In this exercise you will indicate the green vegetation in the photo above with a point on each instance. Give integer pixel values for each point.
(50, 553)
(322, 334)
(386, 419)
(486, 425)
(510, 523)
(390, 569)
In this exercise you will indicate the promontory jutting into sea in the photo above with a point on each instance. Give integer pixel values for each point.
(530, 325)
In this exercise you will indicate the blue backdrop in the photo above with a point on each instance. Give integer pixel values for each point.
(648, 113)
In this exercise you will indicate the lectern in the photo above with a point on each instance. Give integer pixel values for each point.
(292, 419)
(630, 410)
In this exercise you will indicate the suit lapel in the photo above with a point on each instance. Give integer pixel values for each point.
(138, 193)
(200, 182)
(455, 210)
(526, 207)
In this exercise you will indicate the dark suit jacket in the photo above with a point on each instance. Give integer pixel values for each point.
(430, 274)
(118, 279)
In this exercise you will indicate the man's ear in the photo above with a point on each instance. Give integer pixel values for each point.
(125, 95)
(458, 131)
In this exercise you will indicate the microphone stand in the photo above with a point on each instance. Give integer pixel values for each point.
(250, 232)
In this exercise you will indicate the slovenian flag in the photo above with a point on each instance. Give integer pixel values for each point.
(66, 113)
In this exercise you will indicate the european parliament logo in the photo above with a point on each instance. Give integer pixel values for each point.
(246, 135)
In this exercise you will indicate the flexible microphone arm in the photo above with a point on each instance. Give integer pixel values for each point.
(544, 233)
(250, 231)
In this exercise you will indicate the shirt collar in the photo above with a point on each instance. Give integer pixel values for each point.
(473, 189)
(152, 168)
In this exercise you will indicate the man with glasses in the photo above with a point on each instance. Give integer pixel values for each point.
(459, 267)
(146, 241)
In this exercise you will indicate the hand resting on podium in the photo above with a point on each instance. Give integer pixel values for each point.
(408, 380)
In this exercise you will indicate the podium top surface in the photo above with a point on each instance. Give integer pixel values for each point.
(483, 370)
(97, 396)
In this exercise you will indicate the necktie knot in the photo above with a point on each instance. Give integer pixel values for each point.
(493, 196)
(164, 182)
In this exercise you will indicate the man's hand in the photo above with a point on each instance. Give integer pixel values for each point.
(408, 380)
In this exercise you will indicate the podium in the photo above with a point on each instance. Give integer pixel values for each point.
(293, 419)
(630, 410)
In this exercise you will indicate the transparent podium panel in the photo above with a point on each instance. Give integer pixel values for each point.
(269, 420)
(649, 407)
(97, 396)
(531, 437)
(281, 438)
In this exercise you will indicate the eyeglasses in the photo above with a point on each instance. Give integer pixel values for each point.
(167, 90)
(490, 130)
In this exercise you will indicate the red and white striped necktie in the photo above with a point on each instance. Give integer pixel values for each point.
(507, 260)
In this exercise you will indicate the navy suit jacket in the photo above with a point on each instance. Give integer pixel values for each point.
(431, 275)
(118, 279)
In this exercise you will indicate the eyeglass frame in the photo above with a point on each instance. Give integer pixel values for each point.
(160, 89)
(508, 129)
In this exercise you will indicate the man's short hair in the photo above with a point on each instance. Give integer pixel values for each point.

- SHORT EXERCISE
Restate each record exactly as written.

- OUTPUT FOR THIS TASK
In this exercise you will indicate the green vegetation in the photo above with a point on each instance. Give integer pixel values for each point.
(50, 553)
(322, 334)
(386, 419)
(486, 425)
(510, 523)
(390, 569)
In this exercise you will indicate the promontory jutting into sea in the photo above with a point on each instance. Give integer pixel values for each point.
(530, 325)
In this exercise you will indicate the blue backdrop in the photo above with a point on each instance. Give integer pixel values for each point.
(648, 113)
In this exercise you will indicate the lectern in the photo above with a point on each instance. Give integer pixel values for each point.
(292, 419)
(630, 410)
In this exercise you will indicate the suit lapel in the photo above with a point on each instance. Give integer pixel values for each point.
(138, 193)
(200, 182)
(455, 210)
(526, 207)
In this exercise you will indicate the dark suit jacket in the photo above with a point on each instance. Give integer pixel values for each point.
(430, 274)
(118, 279)
In this exercise you will indicate the man's ear in the photo above with a point on each instance. Give integer pixel values for each point.
(125, 95)
(458, 131)
In this exercise you will indicate the microphone stand in the photo above with a point on each instance. Give integer pixel values for each point.
(250, 232)
In this exercise you will indicate the slovenian flag in the photo above with a point on each instance. Give integer pixel values for each point.
(66, 113)
In this exercise you will indicate the european parliament logo in the photo above with a point on each instance. Give integer pixel values for each point.
(246, 135)
In this exercise you will indicate the flexible microphone arm in the photo above with a point on each instance. Give integer pixel values for each point.
(544, 233)
(250, 231)
In this exercise you will indicate the shirt collar in the photo above with a point on each instance. Give integer pixel values for each point.
(473, 189)
(152, 168)
In this exercise you will indicate the man with glasses in the photo above with a point on each instance. Give integer pixel values for each point.
(459, 267)
(146, 241)
In this exercise you will indicate the hand resting on podium in the photo above with a point on each instance. Give integer pixel values for each point.
(408, 380)
In this exercise you will indicate the podium top surface in the photo above with a point on each instance. Give integer pixel values for each point.
(483, 370)
(97, 396)
In this exercise you will indicate the necktie knot in the photo above with a point on each instance. Give integer pixel values for each point.
(493, 196)
(164, 182)
In this exercise you will indicate the man's hand in the photo above with a point on each instance. Give integer pixel values for each point.
(408, 380)
In this exercise you will indicate the podium in the photo above with a point on each instance. Give integer pixel values for each point.
(293, 419)
(630, 410)
In this exercise you will indicate the transparent podium panel in the photo above with a point on each instance. Give integer pixel values for each point.
(269, 420)
(649, 407)
(97, 396)
(531, 437)
(281, 438)
In this exercise you will indicate the eyeglasses in the photo above with a point on each instance. Give integer pixel values for each point.
(167, 90)
(490, 130)
In this exercise you will indicate the red and white striped necktie in the photo above with a point on each instance. Give integer pixel values for each point.
(507, 260)
In this exercise you will indicate the navy suit jacket in the photo above with a point on each instance. Give integer pixel values for each point.
(431, 275)
(118, 279)
In this exercise you will indicate the eyeglass frame in the photo above with a point on each instance. Give integer pixel values for each point.
(160, 89)
(508, 129)
In this exercise you will indicate the man's short hair in the photo above with a point on each instance. Give integer pixel values for each point.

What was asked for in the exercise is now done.